Task directions:
The expected answer comprises all lines from the entries that contain the string "every".
==== Given records
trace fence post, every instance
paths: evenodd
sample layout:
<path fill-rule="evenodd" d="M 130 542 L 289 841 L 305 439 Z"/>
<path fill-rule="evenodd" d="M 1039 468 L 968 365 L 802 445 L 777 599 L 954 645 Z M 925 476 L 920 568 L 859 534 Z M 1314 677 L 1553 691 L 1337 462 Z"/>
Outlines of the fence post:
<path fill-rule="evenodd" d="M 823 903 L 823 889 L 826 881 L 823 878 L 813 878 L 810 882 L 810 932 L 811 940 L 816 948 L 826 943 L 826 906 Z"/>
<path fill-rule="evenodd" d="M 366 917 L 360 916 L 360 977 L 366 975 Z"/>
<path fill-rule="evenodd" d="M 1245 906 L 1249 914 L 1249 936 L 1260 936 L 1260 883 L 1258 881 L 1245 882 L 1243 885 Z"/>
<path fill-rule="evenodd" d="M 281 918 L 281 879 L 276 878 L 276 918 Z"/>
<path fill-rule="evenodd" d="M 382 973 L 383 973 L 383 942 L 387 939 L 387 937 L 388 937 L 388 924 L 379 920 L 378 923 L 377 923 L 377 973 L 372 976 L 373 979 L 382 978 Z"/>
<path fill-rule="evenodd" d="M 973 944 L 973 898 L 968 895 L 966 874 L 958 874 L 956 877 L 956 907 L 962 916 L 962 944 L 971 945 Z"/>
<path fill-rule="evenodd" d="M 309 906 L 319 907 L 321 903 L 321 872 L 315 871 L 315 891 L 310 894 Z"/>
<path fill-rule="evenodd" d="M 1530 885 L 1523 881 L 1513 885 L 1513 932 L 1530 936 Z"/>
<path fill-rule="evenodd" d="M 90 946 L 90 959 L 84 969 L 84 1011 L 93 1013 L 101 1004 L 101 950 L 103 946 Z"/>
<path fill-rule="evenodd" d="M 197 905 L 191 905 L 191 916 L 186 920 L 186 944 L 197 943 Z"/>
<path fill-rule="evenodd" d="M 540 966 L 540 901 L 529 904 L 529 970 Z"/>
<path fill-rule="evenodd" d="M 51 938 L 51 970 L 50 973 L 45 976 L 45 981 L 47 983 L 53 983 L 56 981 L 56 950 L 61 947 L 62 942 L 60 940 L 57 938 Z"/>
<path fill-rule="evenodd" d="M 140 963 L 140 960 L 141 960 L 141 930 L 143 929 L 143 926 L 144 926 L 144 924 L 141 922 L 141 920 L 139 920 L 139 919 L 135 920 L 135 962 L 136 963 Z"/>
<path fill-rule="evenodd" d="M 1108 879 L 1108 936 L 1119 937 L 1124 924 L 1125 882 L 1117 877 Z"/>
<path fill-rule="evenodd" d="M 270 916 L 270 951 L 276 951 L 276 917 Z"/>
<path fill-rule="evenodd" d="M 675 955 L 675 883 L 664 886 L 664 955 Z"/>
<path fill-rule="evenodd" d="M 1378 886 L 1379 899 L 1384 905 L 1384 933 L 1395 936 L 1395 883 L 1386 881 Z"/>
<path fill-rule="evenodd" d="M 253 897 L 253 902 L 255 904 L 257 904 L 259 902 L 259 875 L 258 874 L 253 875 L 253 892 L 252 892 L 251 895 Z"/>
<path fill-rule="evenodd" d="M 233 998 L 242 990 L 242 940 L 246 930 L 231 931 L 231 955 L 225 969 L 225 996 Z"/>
========
==== Given records
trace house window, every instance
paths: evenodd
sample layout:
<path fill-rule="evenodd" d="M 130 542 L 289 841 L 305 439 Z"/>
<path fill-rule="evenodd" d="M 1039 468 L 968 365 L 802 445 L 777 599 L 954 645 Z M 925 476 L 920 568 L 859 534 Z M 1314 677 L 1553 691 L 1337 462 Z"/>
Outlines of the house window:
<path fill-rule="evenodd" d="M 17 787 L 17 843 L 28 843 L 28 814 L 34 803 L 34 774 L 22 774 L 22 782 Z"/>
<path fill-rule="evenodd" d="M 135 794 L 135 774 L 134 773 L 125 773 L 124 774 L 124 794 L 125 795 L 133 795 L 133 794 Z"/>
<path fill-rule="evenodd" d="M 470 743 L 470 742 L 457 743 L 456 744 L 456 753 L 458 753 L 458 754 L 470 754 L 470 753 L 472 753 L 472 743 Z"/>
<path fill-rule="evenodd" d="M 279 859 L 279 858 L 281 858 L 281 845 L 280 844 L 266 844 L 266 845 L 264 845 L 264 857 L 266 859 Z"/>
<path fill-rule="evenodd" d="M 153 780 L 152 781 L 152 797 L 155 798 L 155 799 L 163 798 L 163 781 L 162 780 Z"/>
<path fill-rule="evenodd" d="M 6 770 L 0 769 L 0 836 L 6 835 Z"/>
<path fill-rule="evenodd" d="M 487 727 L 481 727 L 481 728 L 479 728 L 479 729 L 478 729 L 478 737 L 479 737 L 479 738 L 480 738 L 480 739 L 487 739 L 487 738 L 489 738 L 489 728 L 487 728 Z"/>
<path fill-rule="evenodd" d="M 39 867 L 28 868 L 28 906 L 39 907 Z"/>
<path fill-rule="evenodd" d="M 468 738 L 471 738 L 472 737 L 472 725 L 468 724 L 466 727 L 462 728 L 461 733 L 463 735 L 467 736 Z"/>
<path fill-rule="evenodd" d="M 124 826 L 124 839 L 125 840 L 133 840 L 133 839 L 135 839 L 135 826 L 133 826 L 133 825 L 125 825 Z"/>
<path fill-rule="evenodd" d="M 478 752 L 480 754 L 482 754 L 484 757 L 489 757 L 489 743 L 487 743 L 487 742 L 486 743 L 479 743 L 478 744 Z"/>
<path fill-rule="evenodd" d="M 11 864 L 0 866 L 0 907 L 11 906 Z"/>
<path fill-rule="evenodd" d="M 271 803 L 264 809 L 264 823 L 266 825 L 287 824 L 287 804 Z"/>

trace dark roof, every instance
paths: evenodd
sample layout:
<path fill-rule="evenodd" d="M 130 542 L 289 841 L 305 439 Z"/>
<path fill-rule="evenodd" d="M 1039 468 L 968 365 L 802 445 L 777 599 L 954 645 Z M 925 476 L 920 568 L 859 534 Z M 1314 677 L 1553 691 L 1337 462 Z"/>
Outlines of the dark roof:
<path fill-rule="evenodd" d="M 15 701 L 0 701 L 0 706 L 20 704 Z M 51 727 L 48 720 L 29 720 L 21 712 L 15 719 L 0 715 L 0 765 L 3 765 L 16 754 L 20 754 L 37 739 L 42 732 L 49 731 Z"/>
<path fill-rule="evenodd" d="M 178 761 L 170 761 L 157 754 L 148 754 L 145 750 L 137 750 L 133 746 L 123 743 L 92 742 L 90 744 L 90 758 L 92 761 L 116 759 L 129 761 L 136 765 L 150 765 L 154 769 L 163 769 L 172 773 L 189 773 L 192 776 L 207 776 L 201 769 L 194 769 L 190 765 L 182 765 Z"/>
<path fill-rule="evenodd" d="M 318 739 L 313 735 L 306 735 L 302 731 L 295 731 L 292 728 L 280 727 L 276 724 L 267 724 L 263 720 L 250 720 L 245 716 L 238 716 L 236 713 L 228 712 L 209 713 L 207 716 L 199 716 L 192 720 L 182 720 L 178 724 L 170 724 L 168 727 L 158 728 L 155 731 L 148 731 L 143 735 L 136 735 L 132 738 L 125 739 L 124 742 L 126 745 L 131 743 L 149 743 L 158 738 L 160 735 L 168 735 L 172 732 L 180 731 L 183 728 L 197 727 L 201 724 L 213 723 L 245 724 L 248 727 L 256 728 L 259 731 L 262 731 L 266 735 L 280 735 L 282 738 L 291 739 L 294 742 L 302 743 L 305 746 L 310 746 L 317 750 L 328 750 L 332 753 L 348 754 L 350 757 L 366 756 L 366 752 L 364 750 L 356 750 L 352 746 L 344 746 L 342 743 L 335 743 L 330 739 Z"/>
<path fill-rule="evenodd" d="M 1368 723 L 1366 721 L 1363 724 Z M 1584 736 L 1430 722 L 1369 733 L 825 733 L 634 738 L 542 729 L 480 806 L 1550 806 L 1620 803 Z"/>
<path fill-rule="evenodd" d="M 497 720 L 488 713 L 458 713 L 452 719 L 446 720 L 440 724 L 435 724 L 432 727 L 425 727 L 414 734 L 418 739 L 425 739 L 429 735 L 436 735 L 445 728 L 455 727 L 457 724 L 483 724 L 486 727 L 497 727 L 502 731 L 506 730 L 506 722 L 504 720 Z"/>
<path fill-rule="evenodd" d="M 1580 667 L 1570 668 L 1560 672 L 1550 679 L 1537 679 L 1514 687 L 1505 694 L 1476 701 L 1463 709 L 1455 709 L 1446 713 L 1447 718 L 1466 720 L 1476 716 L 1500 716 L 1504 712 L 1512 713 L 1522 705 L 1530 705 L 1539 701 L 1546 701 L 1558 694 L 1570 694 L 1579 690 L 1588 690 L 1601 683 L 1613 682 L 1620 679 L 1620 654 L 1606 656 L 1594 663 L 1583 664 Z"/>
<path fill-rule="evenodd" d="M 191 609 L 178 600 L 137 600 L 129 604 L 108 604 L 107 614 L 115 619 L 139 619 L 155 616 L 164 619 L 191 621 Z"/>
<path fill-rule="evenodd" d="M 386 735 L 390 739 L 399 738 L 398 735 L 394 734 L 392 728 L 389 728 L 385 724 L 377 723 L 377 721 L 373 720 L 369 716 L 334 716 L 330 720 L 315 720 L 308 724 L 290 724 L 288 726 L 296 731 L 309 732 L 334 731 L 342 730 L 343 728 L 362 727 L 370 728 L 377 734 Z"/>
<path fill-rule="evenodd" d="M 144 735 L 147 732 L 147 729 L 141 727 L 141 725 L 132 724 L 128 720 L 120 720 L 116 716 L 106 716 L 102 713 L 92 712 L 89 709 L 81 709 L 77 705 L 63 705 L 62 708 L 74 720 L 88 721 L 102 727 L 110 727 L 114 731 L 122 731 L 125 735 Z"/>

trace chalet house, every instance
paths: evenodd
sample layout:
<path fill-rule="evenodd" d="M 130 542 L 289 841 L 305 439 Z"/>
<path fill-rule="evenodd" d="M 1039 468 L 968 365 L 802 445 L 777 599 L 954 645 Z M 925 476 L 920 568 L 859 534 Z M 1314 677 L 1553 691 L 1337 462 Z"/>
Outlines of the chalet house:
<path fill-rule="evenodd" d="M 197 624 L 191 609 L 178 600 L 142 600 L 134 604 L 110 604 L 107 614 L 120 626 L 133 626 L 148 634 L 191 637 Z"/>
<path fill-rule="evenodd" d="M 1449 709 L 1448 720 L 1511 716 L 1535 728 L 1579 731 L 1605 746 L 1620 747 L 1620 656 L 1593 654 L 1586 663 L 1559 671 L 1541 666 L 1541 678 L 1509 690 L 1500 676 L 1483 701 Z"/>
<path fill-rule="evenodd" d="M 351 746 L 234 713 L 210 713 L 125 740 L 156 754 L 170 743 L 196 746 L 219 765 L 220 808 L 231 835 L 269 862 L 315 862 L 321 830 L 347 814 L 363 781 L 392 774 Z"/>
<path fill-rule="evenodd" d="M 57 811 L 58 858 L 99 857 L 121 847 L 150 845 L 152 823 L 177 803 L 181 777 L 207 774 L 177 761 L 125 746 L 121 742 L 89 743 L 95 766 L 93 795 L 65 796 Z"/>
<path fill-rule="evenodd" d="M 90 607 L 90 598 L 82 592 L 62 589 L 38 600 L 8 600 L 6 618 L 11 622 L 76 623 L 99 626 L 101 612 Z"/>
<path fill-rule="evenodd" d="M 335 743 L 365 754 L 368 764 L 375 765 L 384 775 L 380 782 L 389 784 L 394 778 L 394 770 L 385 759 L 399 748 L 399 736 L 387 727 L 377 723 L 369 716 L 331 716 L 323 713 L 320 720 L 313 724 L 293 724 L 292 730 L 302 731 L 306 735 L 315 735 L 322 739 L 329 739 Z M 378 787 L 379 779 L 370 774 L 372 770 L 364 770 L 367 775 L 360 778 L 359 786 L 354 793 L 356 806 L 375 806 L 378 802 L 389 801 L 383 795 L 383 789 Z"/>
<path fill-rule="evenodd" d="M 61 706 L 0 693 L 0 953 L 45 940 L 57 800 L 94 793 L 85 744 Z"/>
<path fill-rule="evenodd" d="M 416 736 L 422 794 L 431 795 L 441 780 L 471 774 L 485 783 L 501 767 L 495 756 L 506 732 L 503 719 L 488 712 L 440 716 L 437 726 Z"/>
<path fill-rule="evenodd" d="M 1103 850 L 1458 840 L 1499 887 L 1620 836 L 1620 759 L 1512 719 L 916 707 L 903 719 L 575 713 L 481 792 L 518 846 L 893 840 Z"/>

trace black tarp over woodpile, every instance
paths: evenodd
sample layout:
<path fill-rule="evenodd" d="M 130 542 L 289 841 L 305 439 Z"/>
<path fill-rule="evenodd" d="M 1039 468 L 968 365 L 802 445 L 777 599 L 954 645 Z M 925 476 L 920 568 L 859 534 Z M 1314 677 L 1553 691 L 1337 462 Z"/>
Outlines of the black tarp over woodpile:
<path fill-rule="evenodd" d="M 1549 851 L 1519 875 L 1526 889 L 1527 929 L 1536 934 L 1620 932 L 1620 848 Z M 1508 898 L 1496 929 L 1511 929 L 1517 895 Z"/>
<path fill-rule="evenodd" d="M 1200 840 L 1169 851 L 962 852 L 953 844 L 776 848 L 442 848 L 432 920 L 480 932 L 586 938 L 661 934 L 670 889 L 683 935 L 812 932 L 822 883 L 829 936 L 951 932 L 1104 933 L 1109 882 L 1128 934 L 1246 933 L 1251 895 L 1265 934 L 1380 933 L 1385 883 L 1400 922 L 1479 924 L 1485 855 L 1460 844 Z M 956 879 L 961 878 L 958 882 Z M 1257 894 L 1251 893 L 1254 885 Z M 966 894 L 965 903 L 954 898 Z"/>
========
Solution:
trace fence post, every instance
trace house window, every instance
trace dark roof, every instance
trace chalet house, every instance
trace black tarp over woodpile, every instance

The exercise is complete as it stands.